** begin **

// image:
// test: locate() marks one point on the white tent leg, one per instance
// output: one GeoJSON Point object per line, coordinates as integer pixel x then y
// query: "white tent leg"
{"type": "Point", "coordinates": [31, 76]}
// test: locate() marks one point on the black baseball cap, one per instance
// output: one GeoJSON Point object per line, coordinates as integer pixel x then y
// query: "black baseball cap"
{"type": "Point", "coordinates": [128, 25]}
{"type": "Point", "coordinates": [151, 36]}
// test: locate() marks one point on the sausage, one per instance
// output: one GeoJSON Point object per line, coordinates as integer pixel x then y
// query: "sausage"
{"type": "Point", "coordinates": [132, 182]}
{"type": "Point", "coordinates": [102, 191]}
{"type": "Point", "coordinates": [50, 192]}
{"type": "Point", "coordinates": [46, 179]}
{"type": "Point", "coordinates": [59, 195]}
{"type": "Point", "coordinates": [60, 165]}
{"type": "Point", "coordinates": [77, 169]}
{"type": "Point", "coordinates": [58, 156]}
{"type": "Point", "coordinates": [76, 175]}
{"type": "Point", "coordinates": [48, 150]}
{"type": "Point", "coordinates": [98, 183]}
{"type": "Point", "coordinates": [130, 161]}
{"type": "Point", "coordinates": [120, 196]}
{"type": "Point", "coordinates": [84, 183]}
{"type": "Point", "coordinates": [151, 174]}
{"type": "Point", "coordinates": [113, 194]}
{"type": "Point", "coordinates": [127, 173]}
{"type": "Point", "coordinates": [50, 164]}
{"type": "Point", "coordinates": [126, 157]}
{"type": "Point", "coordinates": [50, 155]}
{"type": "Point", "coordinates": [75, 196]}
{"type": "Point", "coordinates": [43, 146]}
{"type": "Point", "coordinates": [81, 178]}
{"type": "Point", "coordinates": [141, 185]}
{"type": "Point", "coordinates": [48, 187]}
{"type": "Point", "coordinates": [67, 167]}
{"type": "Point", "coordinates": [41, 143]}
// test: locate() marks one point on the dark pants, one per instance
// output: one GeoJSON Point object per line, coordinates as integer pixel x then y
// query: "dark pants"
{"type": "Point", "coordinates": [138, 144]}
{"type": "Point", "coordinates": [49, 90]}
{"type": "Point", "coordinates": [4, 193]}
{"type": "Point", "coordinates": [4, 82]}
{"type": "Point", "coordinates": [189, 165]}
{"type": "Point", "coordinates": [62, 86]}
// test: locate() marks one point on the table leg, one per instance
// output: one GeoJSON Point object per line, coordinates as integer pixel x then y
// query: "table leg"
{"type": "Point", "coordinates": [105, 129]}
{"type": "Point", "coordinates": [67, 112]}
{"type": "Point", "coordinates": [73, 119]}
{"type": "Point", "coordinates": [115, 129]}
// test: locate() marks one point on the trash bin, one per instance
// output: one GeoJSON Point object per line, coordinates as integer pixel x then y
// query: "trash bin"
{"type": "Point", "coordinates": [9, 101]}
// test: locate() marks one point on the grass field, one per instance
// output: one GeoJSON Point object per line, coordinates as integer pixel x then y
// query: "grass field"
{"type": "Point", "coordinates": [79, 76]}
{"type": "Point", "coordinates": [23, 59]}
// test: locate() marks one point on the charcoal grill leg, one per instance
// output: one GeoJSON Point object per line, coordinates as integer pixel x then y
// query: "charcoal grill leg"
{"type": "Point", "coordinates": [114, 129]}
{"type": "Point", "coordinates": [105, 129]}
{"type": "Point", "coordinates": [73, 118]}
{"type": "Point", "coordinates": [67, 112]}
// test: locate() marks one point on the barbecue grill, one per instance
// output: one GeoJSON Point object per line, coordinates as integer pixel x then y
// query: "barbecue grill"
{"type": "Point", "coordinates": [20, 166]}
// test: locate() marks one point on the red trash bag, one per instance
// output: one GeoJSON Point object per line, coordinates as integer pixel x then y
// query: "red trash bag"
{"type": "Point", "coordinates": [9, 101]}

** end **

### Given problem
Please rewrite the stretch from the line containing "field, one per instance" through the end of the entries, swapping "red trash bag" for "red garbage bag" and keeping everything else unchanged.

### The result
// test: locate() marks one point on the grass field, one per instance
// output: one GeoJSON Point object per line, coordinates as integer pixel x then y
// query: "grass field"
{"type": "Point", "coordinates": [79, 76]}
{"type": "Point", "coordinates": [23, 59]}
// test: locate() marks one point on the charcoal grill leg, one per instance
// output: one GeoJSON Point object per line, coordinates as integer pixel x then y
// query: "charcoal grill leg"
{"type": "Point", "coordinates": [114, 129]}
{"type": "Point", "coordinates": [105, 129]}
{"type": "Point", "coordinates": [73, 118]}
{"type": "Point", "coordinates": [67, 112]}
// test: locate() marks one point on the barbecue grill, one per instance
// output: one GeoJSON Point object per line, coordinates as integer pixel x then y
// query: "barbecue grill"
{"type": "Point", "coordinates": [20, 166]}
// test: locate() marks one point on the red garbage bag, one per instance
// output: one GeoJSON Point object per line, coordinates as integer pixel x then y
// query: "red garbage bag"
{"type": "Point", "coordinates": [9, 101]}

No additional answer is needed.